▶ _INSTRUÇÃO 1_
Traduza para o inglês esta frase da fonte: "Como se trata de artigo de fé por magistério infalível ao menos ao modo ordinário, e suposto que a referida hierarquia, em vez de impor sua autoridade doutrinal, a depõe em prol de um supostamente infalível Povo de Deus por si, então continuemos a proclamar a realeza de Cristo como nos ensina o Cardeal Pie de Poitiers."
▶ _INSTRUÇÃO 2_
Na fonte, qual é o nome do curso gratuito em que o assunto será tratado detidamente?

▶ _FONTE_
***

Mas e se a mesma hierarquia Igreja, padecendo desde o CVII severo câncer
liberal, se opõe à realeza social de Cristo? Isto o tratarei detidamente no
curso gratuito “A Atual Crise na Igreja”; mas é desde já ineludível a resposta:
Como se trata de artigo de fé por magistério infalível ao menos ao modo
ordinário, e suposto que a referida hierarquia, em vez de impor sua autoridade
doutrinal, a depõe em prol de um supostamente infalível Povo de Deus por si, então
continuemos a proclamar a realeza de Cristo como nos ensina o Cardeal Pie de
Poitiers.
7)

***

▶ _LINHAS_

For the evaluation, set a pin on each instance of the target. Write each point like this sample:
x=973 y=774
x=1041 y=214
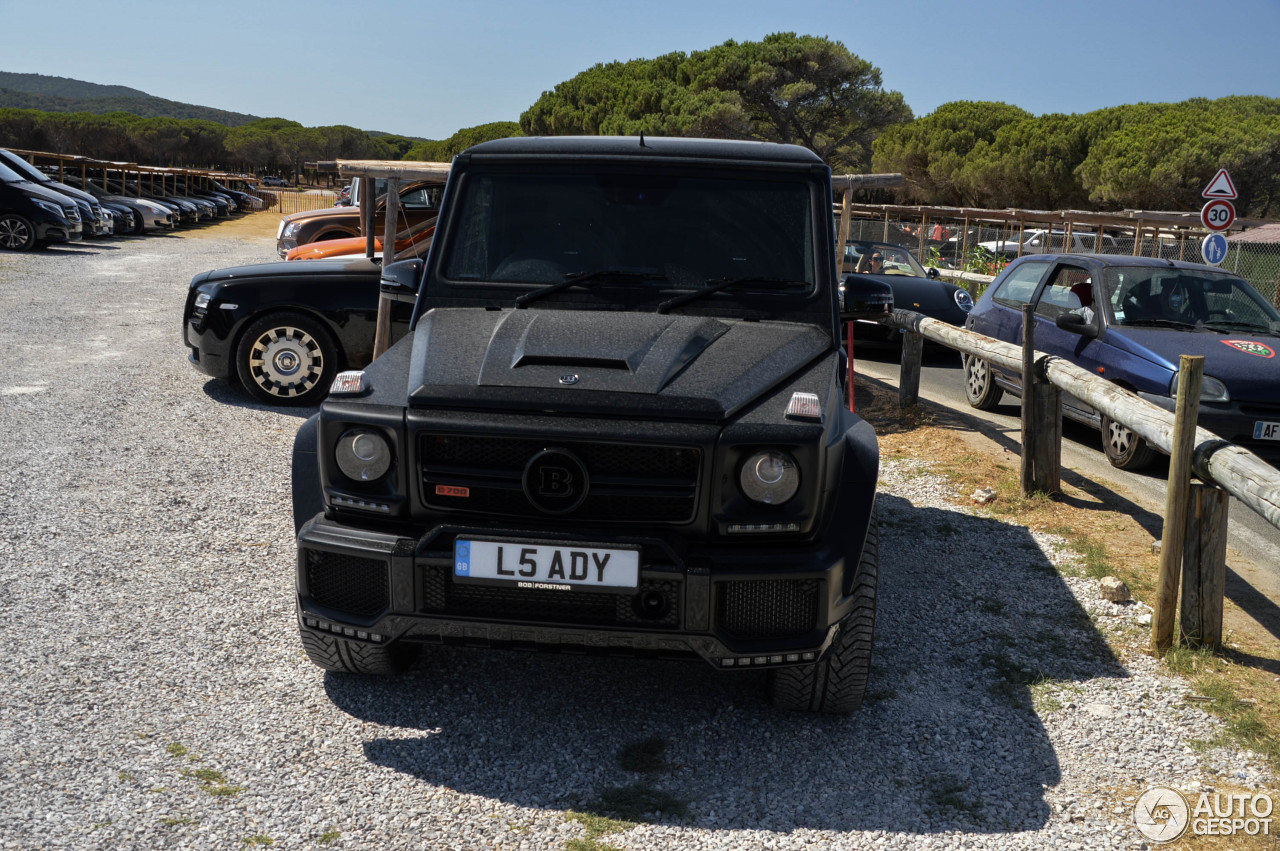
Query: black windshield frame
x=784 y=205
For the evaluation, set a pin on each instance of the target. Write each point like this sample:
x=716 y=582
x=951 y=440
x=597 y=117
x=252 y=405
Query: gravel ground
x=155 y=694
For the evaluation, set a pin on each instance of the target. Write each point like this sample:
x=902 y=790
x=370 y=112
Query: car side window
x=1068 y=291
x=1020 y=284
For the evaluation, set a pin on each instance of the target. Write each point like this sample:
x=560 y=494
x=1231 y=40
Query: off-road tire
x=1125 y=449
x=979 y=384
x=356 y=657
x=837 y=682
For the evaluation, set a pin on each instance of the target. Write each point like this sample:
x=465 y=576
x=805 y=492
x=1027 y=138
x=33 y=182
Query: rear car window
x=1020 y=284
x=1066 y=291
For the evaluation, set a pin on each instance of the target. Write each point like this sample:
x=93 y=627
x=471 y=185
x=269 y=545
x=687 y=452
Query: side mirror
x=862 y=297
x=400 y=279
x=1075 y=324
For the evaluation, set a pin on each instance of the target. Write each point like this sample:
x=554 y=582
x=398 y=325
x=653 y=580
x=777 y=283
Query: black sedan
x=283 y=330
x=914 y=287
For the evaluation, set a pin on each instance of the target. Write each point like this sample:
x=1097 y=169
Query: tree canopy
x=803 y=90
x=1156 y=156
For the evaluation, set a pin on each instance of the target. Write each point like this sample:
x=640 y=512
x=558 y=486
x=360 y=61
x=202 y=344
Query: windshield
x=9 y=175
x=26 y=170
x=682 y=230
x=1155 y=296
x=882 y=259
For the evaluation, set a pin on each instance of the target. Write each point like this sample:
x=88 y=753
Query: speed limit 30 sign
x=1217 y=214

***

▶ _SOLUÇÃO 1_
Since this is an article of faith by infallible magisterium, at least in the ordinary mode, and supposing that the aforementioned hierarchy, instead of imposing its doctrinal authority, sets it aside in favor of a supposedly infallible People of God in itself, then let us continue to proclaim the kingship of Christ as Cardinal Pie of Poitiers teaches us.

▶ _SOLUÇÃO 2_
"A Atual Crise na Igreja".